##### Working data

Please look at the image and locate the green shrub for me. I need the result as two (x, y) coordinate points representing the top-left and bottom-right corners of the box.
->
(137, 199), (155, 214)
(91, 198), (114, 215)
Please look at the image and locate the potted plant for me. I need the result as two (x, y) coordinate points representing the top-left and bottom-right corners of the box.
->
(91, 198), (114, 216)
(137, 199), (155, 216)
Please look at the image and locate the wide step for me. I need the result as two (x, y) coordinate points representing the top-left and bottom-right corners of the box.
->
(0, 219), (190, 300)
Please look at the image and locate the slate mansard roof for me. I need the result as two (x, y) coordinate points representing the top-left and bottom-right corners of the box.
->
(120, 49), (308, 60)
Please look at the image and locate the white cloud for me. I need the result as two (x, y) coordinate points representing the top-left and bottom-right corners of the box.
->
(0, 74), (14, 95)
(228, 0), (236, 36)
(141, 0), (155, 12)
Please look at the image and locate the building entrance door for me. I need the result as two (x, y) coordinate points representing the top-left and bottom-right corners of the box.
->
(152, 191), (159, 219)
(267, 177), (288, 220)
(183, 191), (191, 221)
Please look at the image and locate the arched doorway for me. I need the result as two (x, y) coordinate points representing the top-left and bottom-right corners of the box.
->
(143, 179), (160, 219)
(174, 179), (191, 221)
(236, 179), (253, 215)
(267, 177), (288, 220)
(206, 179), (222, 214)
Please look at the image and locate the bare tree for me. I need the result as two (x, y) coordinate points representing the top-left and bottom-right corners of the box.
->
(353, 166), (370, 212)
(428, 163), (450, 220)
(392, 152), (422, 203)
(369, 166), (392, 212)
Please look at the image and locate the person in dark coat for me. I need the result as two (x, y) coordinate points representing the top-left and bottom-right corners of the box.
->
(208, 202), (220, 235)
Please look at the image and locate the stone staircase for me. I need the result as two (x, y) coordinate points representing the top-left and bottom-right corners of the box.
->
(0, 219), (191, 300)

##########

Reproduce the material above with each "locate" switched to "find" and nothing else altered.

Answer to the task:
Please look at the image and find the green shrub for me. I need the result as two (x, y) coordinate points representing the top-left and bottom-right corners of the box.
->
(137, 199), (155, 214)
(91, 198), (114, 215)
Please look at the image and find the potted plant for me. I need the result as two (x, y) coordinate points representing the top-left and bottom-right corners of the box.
->
(91, 198), (114, 216)
(137, 199), (155, 216)
Please look at the image and find the wide step for me. I need the result as two (x, y) coordinate points representing the top-left and bottom-right corners of the box.
->
(0, 219), (190, 300)
Please look at the image and find the slate mansard roof for me. I need the result as two (x, y) coordinate points representing the top-left and bottom-right corners of the box.
->
(120, 49), (308, 60)
Please look at the image and find the white cloud for me. I need the result as two (x, y) coordinate points representing the top-left and bottom-right corners of the box.
->
(0, 74), (14, 95)
(228, 0), (236, 36)
(141, 0), (155, 12)
Please look at the image and find the building entrance door for me. I need the result as two (x, y) coordinate points representing the top-left and bottom-right corners of the box.
->
(152, 191), (159, 219)
(267, 177), (288, 220)
(183, 191), (191, 221)
Please look at the image and find the arched doorway for me. I need the result as two (x, y) coordinate points representing the top-left and bottom-right corners of the box.
->
(143, 179), (160, 219)
(174, 179), (191, 221)
(236, 179), (253, 215)
(267, 177), (288, 220)
(206, 179), (222, 214)
Please look at the image and find the bare tree for me. I need the result as two (x, y) coordinate points representing the top-left and bottom-right corners of the box.
->
(353, 166), (370, 212)
(428, 163), (450, 220)
(392, 152), (422, 203)
(369, 166), (392, 212)
Please look at the image and find the person in dark coat for me. I need the result as two (x, y) coordinate points representing the top-left and bottom-right corners of the box.
->
(208, 202), (220, 235)
Please look at the image and find the stone staircase for me. I need the result as two (x, y) coordinate points representing the top-left and bottom-right corners of the box.
->
(0, 219), (191, 300)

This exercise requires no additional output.